Request: Duplicate every line of the entries below, keeping each one identical to the original.

Region annotation entries:
________________
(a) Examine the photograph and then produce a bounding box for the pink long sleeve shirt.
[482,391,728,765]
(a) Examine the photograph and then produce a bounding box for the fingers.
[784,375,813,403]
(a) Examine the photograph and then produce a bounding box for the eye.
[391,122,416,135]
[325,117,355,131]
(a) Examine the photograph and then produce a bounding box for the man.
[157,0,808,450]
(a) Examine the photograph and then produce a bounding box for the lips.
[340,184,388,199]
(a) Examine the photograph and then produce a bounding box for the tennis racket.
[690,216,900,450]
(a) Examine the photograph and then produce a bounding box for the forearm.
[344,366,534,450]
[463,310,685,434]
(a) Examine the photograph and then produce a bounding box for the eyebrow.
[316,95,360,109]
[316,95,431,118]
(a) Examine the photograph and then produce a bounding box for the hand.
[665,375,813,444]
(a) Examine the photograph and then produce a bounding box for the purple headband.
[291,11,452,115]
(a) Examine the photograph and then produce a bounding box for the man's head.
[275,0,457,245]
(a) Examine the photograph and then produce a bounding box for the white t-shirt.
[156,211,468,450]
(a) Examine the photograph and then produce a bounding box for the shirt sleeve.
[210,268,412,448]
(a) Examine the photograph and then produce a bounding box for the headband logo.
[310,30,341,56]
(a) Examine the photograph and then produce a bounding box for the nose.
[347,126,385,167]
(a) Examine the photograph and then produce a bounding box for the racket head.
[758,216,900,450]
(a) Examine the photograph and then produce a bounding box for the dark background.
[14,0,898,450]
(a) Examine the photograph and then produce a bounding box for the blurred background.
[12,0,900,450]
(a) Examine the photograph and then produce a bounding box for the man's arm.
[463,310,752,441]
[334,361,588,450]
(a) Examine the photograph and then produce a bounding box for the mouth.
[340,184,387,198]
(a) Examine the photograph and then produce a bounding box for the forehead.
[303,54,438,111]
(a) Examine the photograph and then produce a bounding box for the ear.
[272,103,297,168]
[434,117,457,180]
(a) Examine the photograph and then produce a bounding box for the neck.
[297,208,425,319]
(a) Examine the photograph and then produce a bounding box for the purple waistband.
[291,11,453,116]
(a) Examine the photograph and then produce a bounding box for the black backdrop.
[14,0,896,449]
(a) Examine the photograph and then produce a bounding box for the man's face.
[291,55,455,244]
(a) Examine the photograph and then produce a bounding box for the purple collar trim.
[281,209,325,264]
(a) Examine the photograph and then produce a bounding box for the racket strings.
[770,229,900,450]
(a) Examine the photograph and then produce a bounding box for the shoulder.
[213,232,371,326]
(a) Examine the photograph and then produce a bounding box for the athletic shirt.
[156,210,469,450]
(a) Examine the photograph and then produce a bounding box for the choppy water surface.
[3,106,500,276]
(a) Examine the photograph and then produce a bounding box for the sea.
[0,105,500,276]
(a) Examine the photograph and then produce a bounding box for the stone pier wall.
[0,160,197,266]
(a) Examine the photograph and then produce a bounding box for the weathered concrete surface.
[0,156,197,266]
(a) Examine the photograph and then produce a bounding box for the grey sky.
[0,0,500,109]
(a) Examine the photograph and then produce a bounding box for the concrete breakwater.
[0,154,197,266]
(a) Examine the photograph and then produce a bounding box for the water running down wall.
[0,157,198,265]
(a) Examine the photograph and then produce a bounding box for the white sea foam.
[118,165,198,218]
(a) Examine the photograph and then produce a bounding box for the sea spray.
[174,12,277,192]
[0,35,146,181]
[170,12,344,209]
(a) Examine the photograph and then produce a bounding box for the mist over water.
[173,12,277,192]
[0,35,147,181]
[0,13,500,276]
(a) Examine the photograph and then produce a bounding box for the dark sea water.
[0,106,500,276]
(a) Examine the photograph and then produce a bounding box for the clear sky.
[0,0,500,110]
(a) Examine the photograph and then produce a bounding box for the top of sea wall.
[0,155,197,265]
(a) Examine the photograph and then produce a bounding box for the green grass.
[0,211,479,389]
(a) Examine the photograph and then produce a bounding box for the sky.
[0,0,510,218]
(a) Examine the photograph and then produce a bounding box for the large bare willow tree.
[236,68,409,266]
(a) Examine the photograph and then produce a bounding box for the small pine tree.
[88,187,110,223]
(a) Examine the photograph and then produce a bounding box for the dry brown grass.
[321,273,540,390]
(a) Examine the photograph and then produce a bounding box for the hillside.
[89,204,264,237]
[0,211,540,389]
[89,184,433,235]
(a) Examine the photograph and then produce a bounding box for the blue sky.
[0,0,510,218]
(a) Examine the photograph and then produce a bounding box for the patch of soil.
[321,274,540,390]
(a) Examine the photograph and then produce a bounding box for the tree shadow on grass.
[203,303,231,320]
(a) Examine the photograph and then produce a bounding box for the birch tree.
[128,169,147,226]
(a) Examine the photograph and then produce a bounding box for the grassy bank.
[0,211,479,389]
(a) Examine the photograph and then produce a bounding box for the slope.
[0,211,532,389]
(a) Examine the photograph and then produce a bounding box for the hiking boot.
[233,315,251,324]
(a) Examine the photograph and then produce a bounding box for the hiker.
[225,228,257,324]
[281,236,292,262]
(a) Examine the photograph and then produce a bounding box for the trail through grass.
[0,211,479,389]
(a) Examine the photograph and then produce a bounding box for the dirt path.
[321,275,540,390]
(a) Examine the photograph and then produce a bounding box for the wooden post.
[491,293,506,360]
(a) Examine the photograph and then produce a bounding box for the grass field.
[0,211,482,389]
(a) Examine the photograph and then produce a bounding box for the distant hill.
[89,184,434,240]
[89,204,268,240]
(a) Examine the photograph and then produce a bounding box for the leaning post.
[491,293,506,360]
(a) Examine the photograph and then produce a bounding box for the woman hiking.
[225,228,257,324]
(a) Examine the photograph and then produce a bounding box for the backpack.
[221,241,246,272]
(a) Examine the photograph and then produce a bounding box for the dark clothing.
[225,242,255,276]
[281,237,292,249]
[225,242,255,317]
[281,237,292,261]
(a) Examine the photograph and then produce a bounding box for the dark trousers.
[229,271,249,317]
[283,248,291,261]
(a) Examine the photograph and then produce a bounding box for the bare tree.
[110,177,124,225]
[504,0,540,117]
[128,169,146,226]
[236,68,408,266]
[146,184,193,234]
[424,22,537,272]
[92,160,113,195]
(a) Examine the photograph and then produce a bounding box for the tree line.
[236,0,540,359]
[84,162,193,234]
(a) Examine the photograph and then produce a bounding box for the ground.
________________
Exercise response:
(a) Examine the photograph and then produce a bounding box for the pink long sleeve shirt.
[482,391,728,765]
(a) Examine the photograph and then produce a bounding box for the fingers.
[784,375,813,403]
(a) Examine the photograph and then produce a bounding box for the eye.
[391,122,416,135]
[325,117,355,131]
(a) Examine the photograph and then produce a bounding box for the man.
[157,0,808,450]
(a) Examine the photograph and then produce a bounding box for the lips.
[340,184,388,199]
(a) Examine the photograph and then produce a bounding box for the tennis racket.
[690,216,900,450]
(a) Examine the photograph and then produce a bounding box for the forearm.
[344,366,534,450]
[463,310,685,434]
(a) Examine the photograph and then produce a bounding box for the eyebrow.
[316,95,360,109]
[316,95,431,118]
(a) Examine the photograph and then produce a bounding box for the hand.
[665,375,813,444]
(a) Examine the photograph and then produce a bounding box for the purple headband.
[291,11,452,115]
(a) Examine the photograph and then produce a bounding box for the man's head.
[275,0,457,245]
(a) Examine the photograph and then produce a bounding box for the white t-shirt.
[156,211,468,450]
(a) Examine the photograph and then produce a bounding box for the shirt sleeve.
[210,268,412,448]
(a) Examine the photograph and then produce a bounding box for the headband logo.
[310,30,341,56]
(a) Examine the photograph and then produce a bounding box for the nose.
[347,126,385,167]
(a) Examine the photograph and then produce a bounding box for the racket head.
[758,216,900,450]
(a) Examine the photograph and then produce a bounding box for the dark background.
[14,0,898,450]
(a) Examine the photograph and then produce a bounding box for the blurred background.
[12,0,900,450]
(a) Examine the photograph and then produce a bounding box for the man's arm.
[463,310,752,441]
[334,361,588,450]
(a) Examine the photograph and then produce a bounding box for the mouth.
[340,184,387,198]
(a) Examine the photograph and then produce a bounding box for the forehead.
[303,54,438,111]
(a) Examine the photograph and then produce a bounding box for the ear.
[272,103,297,168]
[434,117,457,180]
(a) Examine the photograph and then produce a bounding box for the neck.
[297,208,425,319]
(a) Examine the photograph and then produce a bounding box for the purple waistband.
[291,11,453,116]
(a) Examine the photograph and then produce a bounding box for the black backdrop.
[14,0,896,449]
(a) Examine the photograph and then produce a bounding box for the man's face.
[291,55,455,244]
(a) Examine the photograph and then produce a bounding box for the purple collar trim.
[281,209,325,264]
(a) Examine the photograph and then produce a bounding box for the racket strings.
[770,229,900,450]
(a) Examine the photograph and then produce a bounding box for the shoulder.
[213,232,371,326]
(a) Examine the photograph and then produce a bounding box for the athletic shirt.
[156,210,469,450]
(a) Examine the photograph and then produce a bounding box for the choppy water surface.
[3,106,500,276]
(a) Examine the photograph and then produce a bounding box for the sea.
[0,105,500,276]
(a) Examine the photograph and then produce a bounding box for the stone pier wall.
[0,160,197,266]
(a) Examine the photograph and then produce a bounding box for the weathered concrete surface.
[0,156,197,266]
(a) Examine the photograph and then produce a bounding box for the grey sky.
[0,0,500,109]
(a) Examine the photograph and then produce a bounding box for the concrete breakwater.
[0,154,197,266]
(a) Examine the photograph and then produce a bounding box for the water running down wall.
[0,157,198,265]
(a) Examine the photograph and then produce a bounding box for the white sea foam.
[118,165,198,218]
(a) Examine the photograph and then produce a bounding box for the sea spray.
[174,12,277,192]
[0,35,146,181]
[170,12,344,209]
(a) Examine the photograph and then produce a bounding box for the mist over water.
[173,12,277,192]
[0,35,147,181]
[0,13,500,276]
(a) Examine the photograph and then produce a bounding box for the dark sea water.
[0,106,500,276]
(a) Examine the photograph and then produce a bounding box for the clear sky.
[0,0,500,110]
(a) Examine the photograph and then produce a bounding box for the top of sea wall.
[0,155,197,265]
(a) Examine the photograph and then produce a bounding box for the green grass.
[0,211,479,389]
(a) Examine the photograph and then produce a bounding box for the sky.
[0,0,510,218]
(a) Examine the photograph and then produce a bounding box for the large bare willow tree.
[236,68,409,266]
(a) Examine the photograph and then produce a bounding box for the small pine tree.
[88,187,110,223]
(a) Examine the photograph and then produce a bounding box for the dry brown grass.
[321,273,540,390]
(a) Examine the photograph and then produce a bounding box for the hillside.
[89,204,264,237]
[0,211,540,389]
[89,184,433,235]
(a) Examine the photograph and then produce a bounding box for the blue sky.
[0,0,510,218]
(a) Examine the photograph and then produce a bounding box for the patch of soil.
[321,274,540,390]
(a) Examine the photograph and then produce a bounding box for the tree shadow on grass.
[203,303,231,320]
(a) Examine the photograph and then produce a bounding box for the birch tree.
[128,169,147,226]
(a) Examine the photograph and then produce a bounding box for the grassy bank.
[0,211,479,389]
(a) Examine the photograph and then produce a bounding box for the slope.
[0,211,532,389]
(a) Examine the photograph and then produce a bounding box for the hiking boot.
[233,315,251,324]
(a) Examine the photograph and then produce a bounding box for the hiker.
[225,228,257,324]
[281,236,292,262]
(a) Examine the photograph and then produce a bounding box for the trail through grass.
[0,211,479,389]
(a) Examine the photograph and then produce a bounding box for the dirt path.
[321,275,540,390]
(a) Examine the photograph and then produce a bounding box for the wooden post.
[491,293,506,360]
(a) Examine the photograph and then produce a bounding box for the grass field.
[0,211,482,389]
(a) Examine the photograph and then produce a bounding box for the distant hill.
[89,184,434,240]
[89,204,268,240]
(a) Examine the photograph and then produce a bounding box for the leaning post.
[491,293,506,360]
(a) Examine the photograph and then produce a bounding box for the woman hiking.
[225,228,257,324]
(a) Examine the photograph and then produce a bounding box for the backpack.
[221,241,246,272]
(a) Examine the photograph and then produce a bounding box for the dark clothing.
[225,242,255,276]
[281,237,292,249]
[225,242,255,317]
[281,237,292,261]
(a) Examine the photograph and then produce a bounding box for the dark trousers.
[229,271,249,317]
[283,248,291,261]
(a) Examine the photograph and then produce a bounding box for the bare tree.
[110,177,124,225]
[504,0,540,117]
[128,169,146,226]
[236,68,408,266]
[146,184,193,234]
[424,22,537,272]
[92,160,113,195]
(a) Examine the photograph and then produce a bounding box for the tree line.
[236,0,540,359]
[84,162,193,234]
(a) Examine the photograph and then produce a bounding box for the ground.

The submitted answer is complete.